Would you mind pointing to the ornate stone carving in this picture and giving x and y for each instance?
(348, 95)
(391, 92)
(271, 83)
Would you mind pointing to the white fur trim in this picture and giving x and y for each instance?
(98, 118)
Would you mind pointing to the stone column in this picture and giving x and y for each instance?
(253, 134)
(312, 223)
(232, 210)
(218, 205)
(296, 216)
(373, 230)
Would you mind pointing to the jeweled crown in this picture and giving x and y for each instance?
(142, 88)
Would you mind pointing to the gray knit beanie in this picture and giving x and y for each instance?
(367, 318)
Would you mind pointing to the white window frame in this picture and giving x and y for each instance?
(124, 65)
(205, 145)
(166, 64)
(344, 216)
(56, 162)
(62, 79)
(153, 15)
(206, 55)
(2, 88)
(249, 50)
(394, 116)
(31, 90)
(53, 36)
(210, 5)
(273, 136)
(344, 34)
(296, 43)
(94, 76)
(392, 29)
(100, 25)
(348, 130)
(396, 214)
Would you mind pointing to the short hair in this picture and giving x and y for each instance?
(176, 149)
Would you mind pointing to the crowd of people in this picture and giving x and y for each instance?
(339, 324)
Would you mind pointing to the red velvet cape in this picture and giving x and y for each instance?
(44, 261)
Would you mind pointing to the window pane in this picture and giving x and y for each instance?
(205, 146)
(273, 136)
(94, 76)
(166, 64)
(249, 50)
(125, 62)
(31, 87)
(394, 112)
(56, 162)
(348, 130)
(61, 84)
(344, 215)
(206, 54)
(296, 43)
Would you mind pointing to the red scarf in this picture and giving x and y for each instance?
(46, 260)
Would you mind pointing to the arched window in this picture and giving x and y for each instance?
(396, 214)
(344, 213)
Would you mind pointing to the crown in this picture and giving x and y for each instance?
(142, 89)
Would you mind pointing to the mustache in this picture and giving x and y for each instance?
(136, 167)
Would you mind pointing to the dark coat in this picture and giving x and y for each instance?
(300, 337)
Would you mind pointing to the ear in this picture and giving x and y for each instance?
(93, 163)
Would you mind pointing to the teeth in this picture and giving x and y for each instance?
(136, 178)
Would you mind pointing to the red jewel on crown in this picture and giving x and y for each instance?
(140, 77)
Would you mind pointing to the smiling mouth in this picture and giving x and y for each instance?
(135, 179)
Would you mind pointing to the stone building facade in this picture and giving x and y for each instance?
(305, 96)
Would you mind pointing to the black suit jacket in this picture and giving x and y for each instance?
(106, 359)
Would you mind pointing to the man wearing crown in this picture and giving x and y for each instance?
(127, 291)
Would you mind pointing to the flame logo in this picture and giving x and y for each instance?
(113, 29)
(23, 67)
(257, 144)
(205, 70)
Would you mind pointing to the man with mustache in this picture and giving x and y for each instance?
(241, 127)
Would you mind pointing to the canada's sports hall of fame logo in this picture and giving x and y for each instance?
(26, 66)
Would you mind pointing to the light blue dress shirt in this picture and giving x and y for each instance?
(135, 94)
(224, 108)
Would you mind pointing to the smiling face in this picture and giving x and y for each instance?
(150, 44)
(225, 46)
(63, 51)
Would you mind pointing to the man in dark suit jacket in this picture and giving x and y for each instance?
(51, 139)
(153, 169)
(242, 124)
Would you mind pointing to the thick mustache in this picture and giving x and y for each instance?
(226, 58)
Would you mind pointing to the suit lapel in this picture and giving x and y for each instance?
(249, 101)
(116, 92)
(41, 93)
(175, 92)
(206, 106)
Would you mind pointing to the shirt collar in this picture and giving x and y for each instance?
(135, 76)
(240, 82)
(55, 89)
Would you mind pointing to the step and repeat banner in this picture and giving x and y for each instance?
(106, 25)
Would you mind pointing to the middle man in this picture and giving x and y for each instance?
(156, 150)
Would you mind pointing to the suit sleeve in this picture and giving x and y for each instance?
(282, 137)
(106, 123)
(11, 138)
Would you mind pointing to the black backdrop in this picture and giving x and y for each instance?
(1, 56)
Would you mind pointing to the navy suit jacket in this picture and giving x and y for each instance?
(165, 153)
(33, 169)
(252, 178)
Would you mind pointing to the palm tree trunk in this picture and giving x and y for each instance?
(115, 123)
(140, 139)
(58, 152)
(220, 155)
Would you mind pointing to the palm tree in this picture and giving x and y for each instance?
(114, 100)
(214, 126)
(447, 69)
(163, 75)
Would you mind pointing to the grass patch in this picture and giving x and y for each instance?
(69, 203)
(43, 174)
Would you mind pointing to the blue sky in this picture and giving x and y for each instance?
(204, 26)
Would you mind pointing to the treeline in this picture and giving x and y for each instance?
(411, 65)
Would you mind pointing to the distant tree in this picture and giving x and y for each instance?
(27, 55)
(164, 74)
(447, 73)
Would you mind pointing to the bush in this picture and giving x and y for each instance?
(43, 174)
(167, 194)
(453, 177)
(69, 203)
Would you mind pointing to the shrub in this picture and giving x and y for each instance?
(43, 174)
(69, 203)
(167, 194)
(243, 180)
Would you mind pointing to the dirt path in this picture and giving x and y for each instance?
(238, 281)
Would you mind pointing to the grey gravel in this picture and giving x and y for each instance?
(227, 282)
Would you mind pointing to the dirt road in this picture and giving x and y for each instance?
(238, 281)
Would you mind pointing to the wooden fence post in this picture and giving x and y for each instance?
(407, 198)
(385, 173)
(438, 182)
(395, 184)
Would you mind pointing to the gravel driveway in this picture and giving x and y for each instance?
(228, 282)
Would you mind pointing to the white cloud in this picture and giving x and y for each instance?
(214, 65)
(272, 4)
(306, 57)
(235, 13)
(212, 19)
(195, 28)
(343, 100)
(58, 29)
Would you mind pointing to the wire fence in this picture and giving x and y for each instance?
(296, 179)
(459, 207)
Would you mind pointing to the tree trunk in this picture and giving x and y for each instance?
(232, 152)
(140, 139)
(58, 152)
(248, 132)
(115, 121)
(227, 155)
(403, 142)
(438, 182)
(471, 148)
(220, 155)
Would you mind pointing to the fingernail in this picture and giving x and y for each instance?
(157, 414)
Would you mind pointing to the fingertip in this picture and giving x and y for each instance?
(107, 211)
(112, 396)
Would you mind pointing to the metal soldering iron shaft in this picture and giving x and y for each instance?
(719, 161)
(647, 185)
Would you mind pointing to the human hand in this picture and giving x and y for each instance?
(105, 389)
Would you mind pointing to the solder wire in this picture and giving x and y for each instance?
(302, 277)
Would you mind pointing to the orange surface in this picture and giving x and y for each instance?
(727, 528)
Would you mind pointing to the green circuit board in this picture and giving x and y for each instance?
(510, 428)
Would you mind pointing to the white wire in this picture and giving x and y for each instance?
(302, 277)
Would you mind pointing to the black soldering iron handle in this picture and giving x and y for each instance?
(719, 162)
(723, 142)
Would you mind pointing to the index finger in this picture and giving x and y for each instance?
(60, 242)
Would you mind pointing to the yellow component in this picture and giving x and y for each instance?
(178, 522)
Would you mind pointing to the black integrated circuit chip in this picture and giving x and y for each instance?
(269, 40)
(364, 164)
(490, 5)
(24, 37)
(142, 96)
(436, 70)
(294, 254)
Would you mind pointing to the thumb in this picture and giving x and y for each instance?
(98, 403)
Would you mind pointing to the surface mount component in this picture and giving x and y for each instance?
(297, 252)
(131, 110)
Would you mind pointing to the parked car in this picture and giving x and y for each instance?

(Aim of the task): Put every line of the entries above into a Markdown table with the columns "Row" and "Entry line". Number each row and leave out blank lines.

(Answer in full):
| Row | Entry line |
|---|---|
| 1 | Would you mind pointing to the ornate stone carving in this picture and giving x and y for each instance? |
| 2 | (348, 95) |
| 3 | (391, 92) |
| 4 | (271, 83) |
| 5 | Would you mind pointing to the white fur trim in this picture and giving x and y for each instance? |
| 6 | (98, 118) |
| 7 | Would you mind pointing to the stone column in this picture and giving x and y for each instance? |
| 8 | (253, 134) |
| 9 | (312, 223) |
| 10 | (232, 210) |
| 11 | (218, 205) |
| 12 | (296, 216) |
| 13 | (373, 230) |
| 14 | Would you mind pointing to the jeweled crown in this picture and giving x and y for each instance? |
| 15 | (142, 88) |
| 16 | Would you mind pointing to the gray knit beanie in this picture and giving x and y for each instance? |
| 17 | (367, 318) |
| 18 | Would you mind pointing to the white window frame in this picture and giving x and y for each instance? |
| 19 | (124, 65) |
| 20 | (205, 145) |
| 21 | (166, 64) |
| 22 | (344, 216) |
| 23 | (56, 162) |
| 24 | (62, 79) |
| 25 | (153, 15) |
| 26 | (206, 55) |
| 27 | (2, 88) |
| 28 | (249, 50) |
| 29 | (394, 116) |
| 30 | (31, 90) |
| 31 | (53, 36) |
| 32 | (210, 5) |
| 33 | (273, 136) |
| 34 | (344, 34) |
| 35 | (296, 43) |
| 36 | (94, 76) |
| 37 | (392, 29) |
| 38 | (100, 25) |
| 39 | (348, 130) |
| 40 | (396, 214) |
| 41 | Would you mind pointing to the short hair in this picture and giving x and y for each instance? |
| 42 | (176, 149) |
| 43 | Would you mind pointing to the crowd of people in this picture and giving x and y for each instance? |
| 44 | (339, 324) |
| 45 | Would you mind pointing to the red velvet cape in this picture and giving x and y for each instance? |
| 46 | (44, 261) |
| 47 | Would you mind pointing to the window pane in this picture and giving x and y for each instance? |
| 48 | (205, 146) |
| 49 | (273, 136) |
| 50 | (94, 76) |
| 51 | (166, 64) |
| 52 | (249, 50) |
| 53 | (125, 62) |
| 54 | (31, 87) |
| 55 | (394, 112) |
| 56 | (56, 162) |
| 57 | (348, 130) |
| 58 | (61, 84) |
| 59 | (344, 215) |
| 60 | (206, 54) |
| 61 | (296, 43) |
| 62 | Would you mind pointing to the red scarf in this picture and giving x and y for each instance? |
| 63 | (46, 260) |
| 64 | Would you mind pointing to the arched window in this picture and giving x and y for each instance? |
| 65 | (396, 214) |
| 66 | (344, 213) |
| 67 | Would you mind pointing to the crown in this picture and giving x and y for each instance? |
| 68 | (142, 89) |
| 69 | Would you mind pointing to the mustache in this picture and giving x and y for each instance? |
| 70 | (136, 167) |
| 71 | Would you mind pointing to the dark coat in this picture and giving x and y for each instance? |
| 72 | (300, 337) |
| 73 | Would you mind pointing to the ear in this picture and giving x and y for each instance? |
| 74 | (93, 163) |
| 75 | Would you mind pointing to the teeth in this picture and giving x and y for each instance? |
| 76 | (136, 178) |
| 77 | Would you mind pointing to the red jewel on crown in this picture and giving x and y for each instance? |
| 78 | (140, 77) |
| 79 | Would you mind pointing to the smiling mouth in this picture and giving x and y for each instance? |
| 80 | (135, 179) |
| 81 | Would you mind pointing to the stone building facade in this picture and giving x and y for each instance? |
| 82 | (305, 96) |
| 83 | Would you mind pointing to the black suit jacket in this picture and giving x and y for each instance? |
| 84 | (106, 359) |
| 85 | Would you mind pointing to the man wearing crown in this picture and giving x and y for each instance? |
| 86 | (127, 291) |
| 87 | Would you mind pointing to the flame logo in this picture and giving x and y for each instance? |
| 88 | (113, 29) |
| 89 | (23, 67) |
| 90 | (257, 144) |
| 91 | (205, 70) |
| 92 | Would you mind pointing to the man with mustache in this picture and giving x and y for each instance? |
| 93 | (241, 127) |
| 94 | Would you mind pointing to the canada's sports hall of fame logo in this picture and giving x and y for each instance? |
| 95 | (26, 66) |
| 96 | Would you mind pointing to the light blue dress shirt in this picture and giving x and y for each instance? |
| 97 | (135, 94) |
| 98 | (224, 108) |
| 99 | Would you mind pointing to the smiling face in this picture and giving x and y for each instance? |
| 100 | (150, 44) |
| 101 | (225, 46) |
| 102 | (63, 51) |
| 103 | Would you mind pointing to the man in dark suit jacket in this picture and giving x and y for each instance? |
| 104 | (51, 139) |
| 105 | (153, 169) |
| 106 | (242, 124) |
| 107 | Would you mind pointing to the thick mustache in this picture and giving x and y for each instance? |
| 108 | (226, 58) |
| 109 | Would you mind pointing to the suit lapel in this picture and giving x and y for each instance? |
| 110 | (249, 101) |
| 111 | (116, 92) |
| 112 | (41, 93) |
| 113 | (175, 92) |
| 114 | (206, 106) |
| 115 | Would you mind pointing to the shirt collar in this picture and giving x and y for each instance? |
| 116 | (135, 76) |
| 117 | (240, 82) |
| 118 | (55, 89) |
| 119 | Would you mind pointing to the step and repeat banner in this picture and giving x and y for each instance? |
| 120 | (106, 25) |
| 121 | Would you mind pointing to the middle man in this picture and giving x and y for each instance? |
| 122 | (156, 150) |
| 123 | Would you mind pointing to the suit sleeve in this picture and giving x and y for each instance? |
| 124 | (282, 137) |
| 125 | (106, 123) |
| 126 | (11, 138) |
| 127 | Would you mind pointing to the black backdrop in this picture and giving x and y for each instance? |
| 128 | (1, 56) |
| 129 | Would you mind pointing to the navy suit jacket in this picture and giving x and y for each instance? |
| 130 | (165, 153) |
| 131 | (33, 169) |
| 132 | (252, 178) |
| 133 | Would you mind pointing to the palm tree trunk in this picture and giving x and y for each instance? |
| 134 | (115, 123) |
| 135 | (140, 139) |
| 136 | (58, 152) |
| 137 | (220, 155) |
| 138 | Would you mind pointing to the palm tree in this picture and giving x and y for each instance? |
| 139 | (114, 100) |
| 140 | (214, 126) |
| 141 | (447, 69) |
| 142 | (163, 75) |
| 143 | Would you mind pointing to the grass patch in this picture and giving x and y for each instance? |
| 144 | (69, 203) |
| 145 | (43, 174) |
| 146 | Would you mind pointing to the blue sky in this picture and giving x and y for each instance? |
| 147 | (204, 26) |
| 148 | Would you mind pointing to the treeline in this picture and giving x and y for each instance? |
| 149 | (411, 65) |
| 150 | Would you mind pointing to the distant tree in this picture and giving x and y for each instance? |
| 151 | (27, 55) |
| 152 | (164, 74) |
| 153 | (447, 73) |
| 154 | Would you mind pointing to the bush in this picture and giving x and y for each instance? |
| 155 | (43, 174) |
| 156 | (167, 194) |
| 157 | (453, 177) |
| 158 | (69, 203) |
| 159 | Would you mind pointing to the shrub in this picture and giving x and y for each instance? |
| 160 | (43, 174) |
| 161 | (69, 203) |
| 162 | (167, 194) |
| 163 | (243, 180) |
| 164 | Would you mind pointing to the dirt path in this picture and giving x and y for each instance? |
| 165 | (238, 281) |
| 166 | Would you mind pointing to the grey gravel in this picture and giving x and y for each instance? |
| 167 | (227, 282) |
| 168 | Would you mind pointing to the dirt road in this picture and giving x and y for each instance? |
| 169 | (238, 281) |
| 170 | Would you mind pointing to the wooden fence post in this picture and giving x and y for each instance? |
| 171 | (407, 198) |
| 172 | (385, 173) |
| 173 | (438, 182) |
| 174 | (395, 184) |
| 175 | Would you mind pointing to the gravel driveway in this picture and giving x and y for each instance? |
| 176 | (228, 282) |
| 177 | Would you mind pointing to the white cloud in this picture and giving x and y for each instance? |
| 178 | (214, 65) |
| 179 | (272, 4) |
| 180 | (306, 57) |
| 181 | (235, 13) |
| 182 | (212, 19) |
| 183 | (195, 28) |
| 184 | (343, 100) |
| 185 | (58, 29) |
| 186 | Would you mind pointing to the wire fence in this picture and giving x and y for each instance? |
| 187 | (296, 179) |
| 188 | (459, 207) |
| 189 | Would you mind pointing to the tree trunk in this picture and giving x and y for each instance? |
| 190 | (232, 152) |
| 191 | (140, 139) |
| 192 | (58, 152) |
| 193 | (248, 132) |
| 194 | (115, 121) |
| 195 | (227, 155) |
| 196 | (403, 142) |
| 197 | (438, 182) |
| 198 | (471, 148) |
| 199 | (220, 155) |
| 200 | Would you mind pointing to the fingernail in this picture and giving x and y for each instance? |
| 201 | (157, 414) |
| 202 | Would you mind pointing to the fingertip in this picture and giving x and y for each instance? |
| 203 | (107, 211) |
| 204 | (112, 396) |
| 205 | Would you mind pointing to the metal soldering iron shaft in this picture and giving x and y for each instance? |
| 206 | (719, 161) |
| 207 | (647, 185) |
| 208 | Would you mind pointing to the human hand in this picture and giving x and y for each instance? |
| 209 | (105, 389) |
| 210 | Would you mind pointing to the solder wire in this picture and giving x and y for each instance? |
| 211 | (302, 277) |
| 212 | Would you mind pointing to the orange surface in this picture and giving x and y for each instance? |
| 213 | (727, 528) |
| 214 | Would you mind pointing to the green circuit board in this picture and giving x and y for each instance? |
| 215 | (510, 428) |
| 216 | Would you mind pointing to the white wire in this picture and giving x and y for each instance? |
| 217 | (302, 277) |
| 218 | Would you mind pointing to the black soldering iron handle in this picture and giving x and y for each instance? |
| 219 | (719, 162) |
| 220 | (723, 142) |
| 221 | Would you mind pointing to the index finger in this picture and giving x and y for each instance? |
| 222 | (60, 242) |
| 223 | Would you mind pointing to the yellow component in this picture and giving x and y for each instance? |
| 224 | (178, 522) |
| 225 | Would you mind pointing to the black integrated circuit chip in this picture and giving x and y for each instance? |
| 226 | (269, 40) |
| 227 | (364, 164) |
| 228 | (490, 5) |
| 229 | (24, 37) |
| 230 | (142, 96) |
| 231 | (436, 70) |
| 232 | (294, 254) |
| 233 | Would you mind pointing to the thumb in this picture and giving x and y for each instance? |
| 234 | (98, 403) |
| 235 | Would you mind pointing to the surface mount component in this picture and giving x and y for each instance? |
| 236 | (297, 252) |
| 237 | (131, 110) |
| 238 | Would you mind pointing to the parked car in this picture and giving x and y for each instance? |